##### STUDY TEXT #####

3 Perks You Didn't Realize Come With Verizon Home Internet Plans
Verizon continues to reign as one of the most well-known cell service providers in the U.S. Even if you don't use Verizon per se, you might be using one of the affordable phone carriers piggybacking on its network. Some may not be aware that Verizon has also been an internet provider for quite some time. It's had a fiber-optic service since 2004 under Fios, and in 2018 added Verizon 5G broadband home internet service. Now it's rubbing shoulders with giants like Cox and Comcast. Despite being one of the dominant providers, Verizon still offers a few noteworthy perks to draw in new customers.
It's important to note that these perks aren't always unique to Verizon. In some cases, they're quite common in the industry. Things like reduced-cost plans, multi-year price locking, and cheap bundles if you get your cell plan and internet together. Keeping that in mind, here are some perks Verizon home internet plans come with that you might not have known about.

##### INFORMATION SUPPLIED #####

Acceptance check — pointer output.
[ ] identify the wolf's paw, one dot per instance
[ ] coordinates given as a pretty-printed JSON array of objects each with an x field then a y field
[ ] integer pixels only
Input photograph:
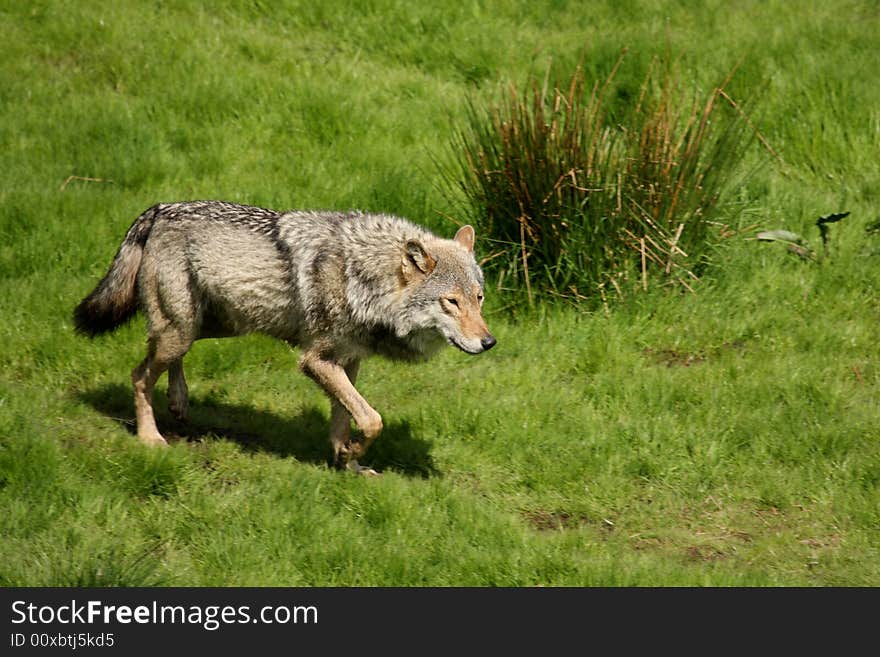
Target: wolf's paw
[
  {"x": 180, "y": 410},
  {"x": 354, "y": 466}
]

#####

ASSIGNMENT: Print everything in the Verizon home internet article from "3 Perks You" down to "in new customers.", word for word.

TASK RESPONSE:
3 Perks You Didn't Realize Come With Verizon Home Internet Plans
Verizon continues to reign as one of the most well-known cell service providers in the U.S. Even if you don't use Verizon per se, you might be using one of the affordable phone carriers piggybacking on its network. Some may not be aware that Verizon has also been an internet provider for quite some time. It's had a fiber-optic service since 2004 under Fios, and in 2018 added Verizon 5G broadband home internet service. Now it's rubbing shoulders with giants like Cox and Comcast. Despite being one of the dominant providers, Verizon still offers a few noteworthy perks to draw in new customers.